───── THE INPUT ─────
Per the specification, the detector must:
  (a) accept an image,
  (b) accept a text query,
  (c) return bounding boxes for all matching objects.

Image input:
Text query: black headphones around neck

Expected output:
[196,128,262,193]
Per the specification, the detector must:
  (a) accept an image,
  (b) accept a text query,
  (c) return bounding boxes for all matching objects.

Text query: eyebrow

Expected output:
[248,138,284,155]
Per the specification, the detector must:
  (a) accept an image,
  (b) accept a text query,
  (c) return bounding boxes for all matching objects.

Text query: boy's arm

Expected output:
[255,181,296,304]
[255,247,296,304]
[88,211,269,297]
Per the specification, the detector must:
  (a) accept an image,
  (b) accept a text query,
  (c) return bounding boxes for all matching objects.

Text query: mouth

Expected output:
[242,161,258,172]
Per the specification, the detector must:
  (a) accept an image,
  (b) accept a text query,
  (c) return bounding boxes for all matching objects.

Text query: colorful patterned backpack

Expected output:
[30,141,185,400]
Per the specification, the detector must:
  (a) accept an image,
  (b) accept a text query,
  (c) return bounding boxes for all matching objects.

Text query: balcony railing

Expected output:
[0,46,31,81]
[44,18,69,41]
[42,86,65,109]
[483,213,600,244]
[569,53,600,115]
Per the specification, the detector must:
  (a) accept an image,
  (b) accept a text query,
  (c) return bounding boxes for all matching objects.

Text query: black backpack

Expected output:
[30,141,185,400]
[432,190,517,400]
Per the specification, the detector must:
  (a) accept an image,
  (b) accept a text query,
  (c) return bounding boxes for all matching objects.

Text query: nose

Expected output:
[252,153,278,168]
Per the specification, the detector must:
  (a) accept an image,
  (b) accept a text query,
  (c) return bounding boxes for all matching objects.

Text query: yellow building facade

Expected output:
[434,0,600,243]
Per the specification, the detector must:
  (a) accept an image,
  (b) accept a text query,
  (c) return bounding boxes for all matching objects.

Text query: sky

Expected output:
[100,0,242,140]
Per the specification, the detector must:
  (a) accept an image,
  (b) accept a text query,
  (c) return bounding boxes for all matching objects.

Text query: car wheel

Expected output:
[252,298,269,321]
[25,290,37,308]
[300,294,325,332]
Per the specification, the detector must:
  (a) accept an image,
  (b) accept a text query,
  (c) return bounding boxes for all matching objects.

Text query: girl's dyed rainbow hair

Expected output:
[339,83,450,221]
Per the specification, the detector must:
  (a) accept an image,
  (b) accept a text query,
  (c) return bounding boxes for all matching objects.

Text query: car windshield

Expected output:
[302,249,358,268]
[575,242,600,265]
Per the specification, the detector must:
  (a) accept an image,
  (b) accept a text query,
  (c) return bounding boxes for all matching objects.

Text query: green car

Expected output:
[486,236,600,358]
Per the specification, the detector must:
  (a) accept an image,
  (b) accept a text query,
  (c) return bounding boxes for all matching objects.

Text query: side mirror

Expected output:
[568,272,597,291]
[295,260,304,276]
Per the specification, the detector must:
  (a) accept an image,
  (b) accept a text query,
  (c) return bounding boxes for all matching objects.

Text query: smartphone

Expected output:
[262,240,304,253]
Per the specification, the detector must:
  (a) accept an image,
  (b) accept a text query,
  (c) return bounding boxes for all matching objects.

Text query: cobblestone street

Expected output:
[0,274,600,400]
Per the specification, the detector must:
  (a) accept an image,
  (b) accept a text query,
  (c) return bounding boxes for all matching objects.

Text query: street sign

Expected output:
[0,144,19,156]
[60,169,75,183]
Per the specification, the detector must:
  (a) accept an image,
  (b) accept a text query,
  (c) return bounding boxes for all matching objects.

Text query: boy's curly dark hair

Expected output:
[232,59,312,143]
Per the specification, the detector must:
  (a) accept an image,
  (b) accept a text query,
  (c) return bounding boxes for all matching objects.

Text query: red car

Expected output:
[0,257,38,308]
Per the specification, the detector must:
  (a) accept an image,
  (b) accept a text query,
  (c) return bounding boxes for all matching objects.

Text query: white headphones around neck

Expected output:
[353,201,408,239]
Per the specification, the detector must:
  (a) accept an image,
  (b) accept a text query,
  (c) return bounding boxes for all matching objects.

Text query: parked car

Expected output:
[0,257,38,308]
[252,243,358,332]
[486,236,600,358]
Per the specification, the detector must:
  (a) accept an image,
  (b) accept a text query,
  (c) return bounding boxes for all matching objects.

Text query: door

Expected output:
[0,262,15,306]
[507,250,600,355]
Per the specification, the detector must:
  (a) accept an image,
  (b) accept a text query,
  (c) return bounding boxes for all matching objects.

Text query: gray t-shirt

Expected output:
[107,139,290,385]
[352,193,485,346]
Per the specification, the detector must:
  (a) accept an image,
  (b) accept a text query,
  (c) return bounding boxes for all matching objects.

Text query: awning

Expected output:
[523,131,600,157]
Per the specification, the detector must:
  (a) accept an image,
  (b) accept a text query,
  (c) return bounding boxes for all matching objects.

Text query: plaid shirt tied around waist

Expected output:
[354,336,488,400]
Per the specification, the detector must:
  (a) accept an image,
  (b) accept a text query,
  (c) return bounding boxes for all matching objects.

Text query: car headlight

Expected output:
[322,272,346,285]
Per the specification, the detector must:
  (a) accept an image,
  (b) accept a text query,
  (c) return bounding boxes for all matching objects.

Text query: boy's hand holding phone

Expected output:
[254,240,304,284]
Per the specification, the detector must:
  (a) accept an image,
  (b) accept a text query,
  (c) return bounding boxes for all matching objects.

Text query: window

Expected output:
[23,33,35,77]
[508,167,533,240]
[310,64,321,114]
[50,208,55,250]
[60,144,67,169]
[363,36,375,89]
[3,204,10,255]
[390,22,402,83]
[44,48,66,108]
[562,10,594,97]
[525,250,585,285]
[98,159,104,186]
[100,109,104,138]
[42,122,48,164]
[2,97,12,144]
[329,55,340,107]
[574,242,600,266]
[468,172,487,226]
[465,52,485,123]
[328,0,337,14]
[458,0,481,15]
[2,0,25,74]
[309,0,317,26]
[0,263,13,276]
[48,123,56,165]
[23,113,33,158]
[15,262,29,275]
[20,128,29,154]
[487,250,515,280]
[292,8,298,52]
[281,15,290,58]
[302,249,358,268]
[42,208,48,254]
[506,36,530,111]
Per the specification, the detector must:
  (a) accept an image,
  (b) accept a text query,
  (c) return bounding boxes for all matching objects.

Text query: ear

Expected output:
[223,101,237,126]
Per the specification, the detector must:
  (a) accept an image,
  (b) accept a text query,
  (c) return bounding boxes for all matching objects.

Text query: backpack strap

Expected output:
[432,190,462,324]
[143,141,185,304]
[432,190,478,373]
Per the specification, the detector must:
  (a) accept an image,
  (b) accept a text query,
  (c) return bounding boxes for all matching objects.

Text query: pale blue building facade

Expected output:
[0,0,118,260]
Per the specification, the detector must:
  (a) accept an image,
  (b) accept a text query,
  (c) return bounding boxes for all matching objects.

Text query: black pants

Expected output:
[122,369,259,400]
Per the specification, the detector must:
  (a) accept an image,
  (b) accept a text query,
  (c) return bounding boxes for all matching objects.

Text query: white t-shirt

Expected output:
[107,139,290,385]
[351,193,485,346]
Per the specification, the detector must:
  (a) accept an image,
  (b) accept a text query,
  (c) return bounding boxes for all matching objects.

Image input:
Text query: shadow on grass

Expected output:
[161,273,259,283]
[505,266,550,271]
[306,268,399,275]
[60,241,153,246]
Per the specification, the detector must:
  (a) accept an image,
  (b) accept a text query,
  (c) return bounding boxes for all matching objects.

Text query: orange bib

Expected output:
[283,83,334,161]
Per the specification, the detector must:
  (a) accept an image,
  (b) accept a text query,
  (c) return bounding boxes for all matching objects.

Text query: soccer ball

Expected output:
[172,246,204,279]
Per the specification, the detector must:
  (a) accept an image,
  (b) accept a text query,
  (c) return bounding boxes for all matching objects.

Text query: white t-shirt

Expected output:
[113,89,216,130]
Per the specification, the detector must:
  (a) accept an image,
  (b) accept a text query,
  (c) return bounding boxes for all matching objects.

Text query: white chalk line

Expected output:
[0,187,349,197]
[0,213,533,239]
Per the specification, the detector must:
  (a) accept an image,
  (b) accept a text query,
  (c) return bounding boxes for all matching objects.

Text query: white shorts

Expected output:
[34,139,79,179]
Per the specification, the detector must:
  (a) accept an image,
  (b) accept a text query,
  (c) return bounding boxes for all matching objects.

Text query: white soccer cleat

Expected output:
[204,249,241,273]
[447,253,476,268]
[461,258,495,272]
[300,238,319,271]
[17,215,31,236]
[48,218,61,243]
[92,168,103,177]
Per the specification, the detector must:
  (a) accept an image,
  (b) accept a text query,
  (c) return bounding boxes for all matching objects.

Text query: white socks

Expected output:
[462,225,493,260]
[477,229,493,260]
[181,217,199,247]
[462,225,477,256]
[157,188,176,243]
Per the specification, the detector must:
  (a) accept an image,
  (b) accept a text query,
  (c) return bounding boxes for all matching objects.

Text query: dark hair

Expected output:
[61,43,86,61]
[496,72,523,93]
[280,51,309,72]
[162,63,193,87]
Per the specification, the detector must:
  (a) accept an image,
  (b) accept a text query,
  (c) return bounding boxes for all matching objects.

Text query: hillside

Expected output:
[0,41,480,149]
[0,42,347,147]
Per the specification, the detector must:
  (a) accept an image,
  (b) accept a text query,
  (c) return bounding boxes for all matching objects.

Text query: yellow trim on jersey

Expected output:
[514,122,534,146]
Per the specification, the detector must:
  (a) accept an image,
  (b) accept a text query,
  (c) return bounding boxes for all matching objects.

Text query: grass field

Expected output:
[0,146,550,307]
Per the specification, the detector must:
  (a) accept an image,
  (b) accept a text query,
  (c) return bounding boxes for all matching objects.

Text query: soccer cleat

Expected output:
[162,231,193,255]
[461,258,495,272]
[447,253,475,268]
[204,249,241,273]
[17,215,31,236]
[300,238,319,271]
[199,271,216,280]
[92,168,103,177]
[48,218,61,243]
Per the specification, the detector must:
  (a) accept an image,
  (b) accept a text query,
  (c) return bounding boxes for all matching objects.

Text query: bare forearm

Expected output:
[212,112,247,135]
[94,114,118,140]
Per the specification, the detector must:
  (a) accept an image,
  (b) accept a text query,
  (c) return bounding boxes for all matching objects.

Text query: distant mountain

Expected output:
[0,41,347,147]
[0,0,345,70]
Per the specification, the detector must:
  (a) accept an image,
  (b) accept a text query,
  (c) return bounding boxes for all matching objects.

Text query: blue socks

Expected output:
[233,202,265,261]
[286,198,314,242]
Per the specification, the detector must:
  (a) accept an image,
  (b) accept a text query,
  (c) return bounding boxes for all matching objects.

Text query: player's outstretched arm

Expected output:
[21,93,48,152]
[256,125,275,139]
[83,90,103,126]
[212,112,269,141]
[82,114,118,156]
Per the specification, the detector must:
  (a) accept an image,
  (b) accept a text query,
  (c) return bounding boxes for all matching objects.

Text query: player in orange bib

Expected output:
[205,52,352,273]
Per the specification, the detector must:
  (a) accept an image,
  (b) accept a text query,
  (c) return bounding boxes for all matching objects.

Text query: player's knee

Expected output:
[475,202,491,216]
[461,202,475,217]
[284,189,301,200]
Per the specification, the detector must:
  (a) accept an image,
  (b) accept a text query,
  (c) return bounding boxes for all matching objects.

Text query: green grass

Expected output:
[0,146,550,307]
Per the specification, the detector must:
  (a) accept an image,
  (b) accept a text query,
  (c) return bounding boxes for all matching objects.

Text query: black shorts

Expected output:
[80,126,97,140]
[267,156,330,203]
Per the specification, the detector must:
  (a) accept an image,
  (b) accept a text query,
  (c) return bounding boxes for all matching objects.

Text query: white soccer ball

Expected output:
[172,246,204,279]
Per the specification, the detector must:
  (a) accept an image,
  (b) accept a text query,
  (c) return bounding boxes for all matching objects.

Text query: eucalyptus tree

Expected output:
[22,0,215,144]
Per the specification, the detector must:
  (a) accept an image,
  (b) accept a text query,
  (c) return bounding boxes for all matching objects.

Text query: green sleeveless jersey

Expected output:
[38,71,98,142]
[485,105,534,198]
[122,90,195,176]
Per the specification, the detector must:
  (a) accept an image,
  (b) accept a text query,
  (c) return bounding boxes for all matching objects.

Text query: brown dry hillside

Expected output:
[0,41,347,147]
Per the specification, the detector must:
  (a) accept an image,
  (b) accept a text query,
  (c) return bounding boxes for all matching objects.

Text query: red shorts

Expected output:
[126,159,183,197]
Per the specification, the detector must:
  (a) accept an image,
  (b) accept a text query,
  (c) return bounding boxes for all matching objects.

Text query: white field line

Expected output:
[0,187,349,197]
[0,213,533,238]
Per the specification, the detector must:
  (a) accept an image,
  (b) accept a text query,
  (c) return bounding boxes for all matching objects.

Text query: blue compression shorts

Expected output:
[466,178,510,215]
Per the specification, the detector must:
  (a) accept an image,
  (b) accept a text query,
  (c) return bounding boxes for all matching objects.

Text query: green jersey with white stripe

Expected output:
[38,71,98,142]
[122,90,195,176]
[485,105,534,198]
─────
» **WORK TO DO**
Reproduce the rows above word for word, from the very start through the line that contains "[434,0,600,243]".

» **ANSWER FOR THIS EXERCISE**
Per the specification, the detector must:
  (a) accept an image,
  (b) accept a text query,
  (c) return bounding boxes for all matching objects.

Image input:
Text query: black headphones around neck

Expected output:
[196,128,262,193]
Per the specification, the detector must:
  (a) accept an image,
  (b) accept a text query,
  (c) return bounding boxes for all matching objects.

Text query: eyebrow

Expected output:
[248,138,284,155]
Per the specification, the detector must:
  (a) accept an image,
  (b) accept a text query,
  (c) return bounding boxes for all matching objects.

Text query: boy's arm

Expected output:
[255,181,296,304]
[255,247,296,304]
[88,211,269,297]
Per the specification, the detector must:
  (a) accept an image,
  (b) accept a text query,
  (c) return bounding boxes for all matching objects.

Text query: mouth

Expected output:
[242,161,258,172]
Per the specification, the detector must:
  (a) accept an image,
  (b) accept a text query,
  (c) return bounding boxes for all matching objects.

Text query: colorful patterned backpack

Expected output:
[30,141,185,400]
Per the specification, the detector must:
  (a) accept an image,
  (b) accept a text query,
  (c) return bounding boxes for all matching objects.

Text query: balcony railing

Expected output:
[0,46,31,81]
[44,18,69,41]
[42,86,65,109]
[483,213,600,244]
[569,53,600,115]
Per the specification, the detector must:
  (a) accept an image,
  (b) accept a text query,
  (c) return bounding boxes for all matching objects.

Text query: black backpack

Expected output:
[30,141,185,400]
[432,190,517,400]
Per the specification, the detector must:
  (a) accept an image,
  (b) accept a text query,
  (c) return bounding boxes for all matching objects.

Text query: nose

Expected output:
[252,153,278,168]
Per the specification, the detector must:
  (a) accept an image,
  (b) accept a text query,
  (c) return bounding boxes for all matching objects.

Text query: yellow building facade

Expected output:
[434,0,600,243]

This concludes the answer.